> SUPPLIED RECORDS
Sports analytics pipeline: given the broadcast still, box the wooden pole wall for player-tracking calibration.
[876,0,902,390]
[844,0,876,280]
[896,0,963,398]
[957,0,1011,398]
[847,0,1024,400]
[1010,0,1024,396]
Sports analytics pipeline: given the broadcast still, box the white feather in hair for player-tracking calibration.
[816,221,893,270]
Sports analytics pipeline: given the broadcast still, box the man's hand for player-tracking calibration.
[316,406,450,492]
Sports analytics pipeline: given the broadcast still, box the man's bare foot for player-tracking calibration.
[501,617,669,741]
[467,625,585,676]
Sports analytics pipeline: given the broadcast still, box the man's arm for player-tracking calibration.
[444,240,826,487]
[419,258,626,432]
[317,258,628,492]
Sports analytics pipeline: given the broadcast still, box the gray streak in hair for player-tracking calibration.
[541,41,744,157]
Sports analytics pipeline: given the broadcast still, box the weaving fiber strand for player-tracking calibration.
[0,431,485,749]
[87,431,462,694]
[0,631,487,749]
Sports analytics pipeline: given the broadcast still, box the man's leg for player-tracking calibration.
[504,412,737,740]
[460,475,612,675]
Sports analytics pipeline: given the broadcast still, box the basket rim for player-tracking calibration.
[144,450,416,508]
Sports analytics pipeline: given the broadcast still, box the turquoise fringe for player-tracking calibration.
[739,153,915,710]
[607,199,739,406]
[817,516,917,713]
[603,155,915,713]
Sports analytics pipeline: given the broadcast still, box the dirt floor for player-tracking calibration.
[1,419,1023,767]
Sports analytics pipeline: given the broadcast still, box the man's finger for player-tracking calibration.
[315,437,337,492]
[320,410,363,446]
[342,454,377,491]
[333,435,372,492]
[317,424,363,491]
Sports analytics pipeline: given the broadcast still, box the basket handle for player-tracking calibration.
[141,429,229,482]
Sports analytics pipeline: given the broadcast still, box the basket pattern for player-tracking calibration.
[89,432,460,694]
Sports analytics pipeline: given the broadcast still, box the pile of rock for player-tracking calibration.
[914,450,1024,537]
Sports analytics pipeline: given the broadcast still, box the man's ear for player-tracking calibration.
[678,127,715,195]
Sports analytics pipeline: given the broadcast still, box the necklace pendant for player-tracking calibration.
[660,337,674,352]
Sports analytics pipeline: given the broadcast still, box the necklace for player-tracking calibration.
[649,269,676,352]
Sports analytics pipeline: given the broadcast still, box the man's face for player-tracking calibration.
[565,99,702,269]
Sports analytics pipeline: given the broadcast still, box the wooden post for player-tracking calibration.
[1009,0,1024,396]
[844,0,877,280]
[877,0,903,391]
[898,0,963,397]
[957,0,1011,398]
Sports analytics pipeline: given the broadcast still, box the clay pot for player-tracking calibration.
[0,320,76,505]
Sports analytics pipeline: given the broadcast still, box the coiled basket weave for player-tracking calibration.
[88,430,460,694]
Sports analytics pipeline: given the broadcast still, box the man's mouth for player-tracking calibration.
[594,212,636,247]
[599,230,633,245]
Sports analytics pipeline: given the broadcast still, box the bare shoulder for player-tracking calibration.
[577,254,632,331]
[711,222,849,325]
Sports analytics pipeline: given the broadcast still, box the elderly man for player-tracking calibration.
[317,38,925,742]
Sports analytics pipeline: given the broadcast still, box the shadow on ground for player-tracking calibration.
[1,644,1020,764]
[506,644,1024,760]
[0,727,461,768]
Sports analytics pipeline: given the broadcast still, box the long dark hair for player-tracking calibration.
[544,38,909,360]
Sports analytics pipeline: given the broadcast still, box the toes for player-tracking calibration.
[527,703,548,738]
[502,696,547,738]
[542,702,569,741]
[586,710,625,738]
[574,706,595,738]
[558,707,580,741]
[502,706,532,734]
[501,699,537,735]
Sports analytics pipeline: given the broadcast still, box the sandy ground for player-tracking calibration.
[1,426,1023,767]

> WHAT THE TASK ASKS
Transcribe the full listing exactly, leaving out no line.

> ANSWER BELOW
Sports analytics pipeline: given the broadcast still, box the wooden pole wall for player-tracking calibration.
[876,0,902,390]
[844,0,876,280]
[896,0,963,398]
[957,0,1011,398]
[847,0,1024,400]
[1010,0,1024,396]
Sports analytics pipeline: given the broadcast still, box the white feather in hair for player-tracking calibration.
[816,221,893,270]
Sports analytics pipeline: given the broadcast still, box the man's hand for player-tracking calibration.
[316,406,450,492]
Sports analytics pipeline: given the broadcast still, box the man's bare foot for player-tracking calibration.
[501,617,669,741]
[467,625,585,676]
Sports analytics pipeline: given the broadcast still, box the man's arm for player-tracking calibration.
[444,240,826,487]
[419,258,626,432]
[317,258,628,492]
Sports analytics pipeline: given the broadcast still, box the gray streak in hair for player-tracking calibration.
[541,41,744,157]
Sports analytics pipeline: given the broadcast still, box the weaving fiber strand for player-tracking calibration.
[0,431,485,749]
[87,431,462,694]
[0,631,487,749]
Sports analytics pipeline: given the broadcast still, box the man's leg for player-tracking calibration.
[504,412,737,740]
[460,475,612,675]
Sports analytics pipeline: given the broadcast still, box the basket rim for player-tracking calibration.
[144,450,416,508]
Sports analytics pipeline: given the broadcast still, box the turquoise fringe for player-tracking calibration.
[739,153,915,710]
[607,199,739,406]
[817,516,917,713]
[603,155,915,713]
Sports analytics pipeline: given the broadcast still, box the dirt floor for player-tracking calibration.
[1,419,1023,767]
Sports analytics pipeline: given the broadcast still, box the man's finger for player-tracking calibration.
[315,437,337,492]
[320,410,363,446]
[342,454,377,491]
[333,435,372,492]
[317,424,363,491]
Sports analytics pipeline: given the broadcast still, box the basket handle for player-tracking calibration.
[141,429,229,482]
Sports analytics pipeline: given the broadcast still, box the basket pattern for player-tracking calibration.
[89,432,460,694]
Sports analytics pipeline: given the broadcast still, box the pile of rock for player-tracking calibration.
[914,450,1024,537]
Sports analytics pipeline: given the broadcast still, box the man's ear for player-tracking calibration.
[678,127,715,195]
Sports analytics pipeline: given the broadcast still, box the necklace pendant for player-tracking calibration.
[660,337,674,352]
Sports analytics pipeline: given the broadcast still, box the necklace for player-tracking calibration.
[649,269,676,352]
Sports analytics pipeline: given the broadcast still, box the man's face for player-tracking calibration.
[565,99,702,269]
Sports analytics pipeline: given the broadcast still, box the wooden post for player-tracking calibration.
[1009,0,1024,396]
[844,0,877,280]
[877,0,903,391]
[898,0,963,397]
[957,0,1011,398]
Sports analytics pipeline: given the broadcast still, box the clay pot for player-tracking calibration.
[0,320,76,505]
Sports analytics pipeline: given the broadcast still, box the coiled basket weave for player-tracking calibration.
[88,430,460,694]
Sports analytics pipeline: given the broadcast still, box the man's mouth for player-tracking calibration.
[594,212,636,247]
[599,230,633,245]
Sports analytics pipeline: given the broadcast still, box the bare shoulder for player-tracking calibration.
[577,254,632,331]
[711,222,849,325]
Sports analytics pipeline: given the broadcast still, box the elderly man for player-tracking calibration.
[317,38,925,742]
Sports analytics pipeline: given the broadcast still, box the shadow on ground for player-tracking calibration.
[1,644,1020,764]
[506,644,1024,760]
[0,727,461,768]
Sports analytics pipeline: given the broadcast still, box the long dark hair for player-tracking calibration.
[544,38,909,360]
Sports analytics pipeline: given the broadcast still, box the toes for player-tracking calibration.
[527,703,548,738]
[502,696,547,738]
[542,702,569,741]
[586,710,625,738]
[574,706,595,738]
[558,707,580,741]
[502,706,532,734]
[501,699,537,735]
Sports analytics pipeline: given the broadcast still, box the sandy ground for player-tracking calibration.
[1,426,1023,767]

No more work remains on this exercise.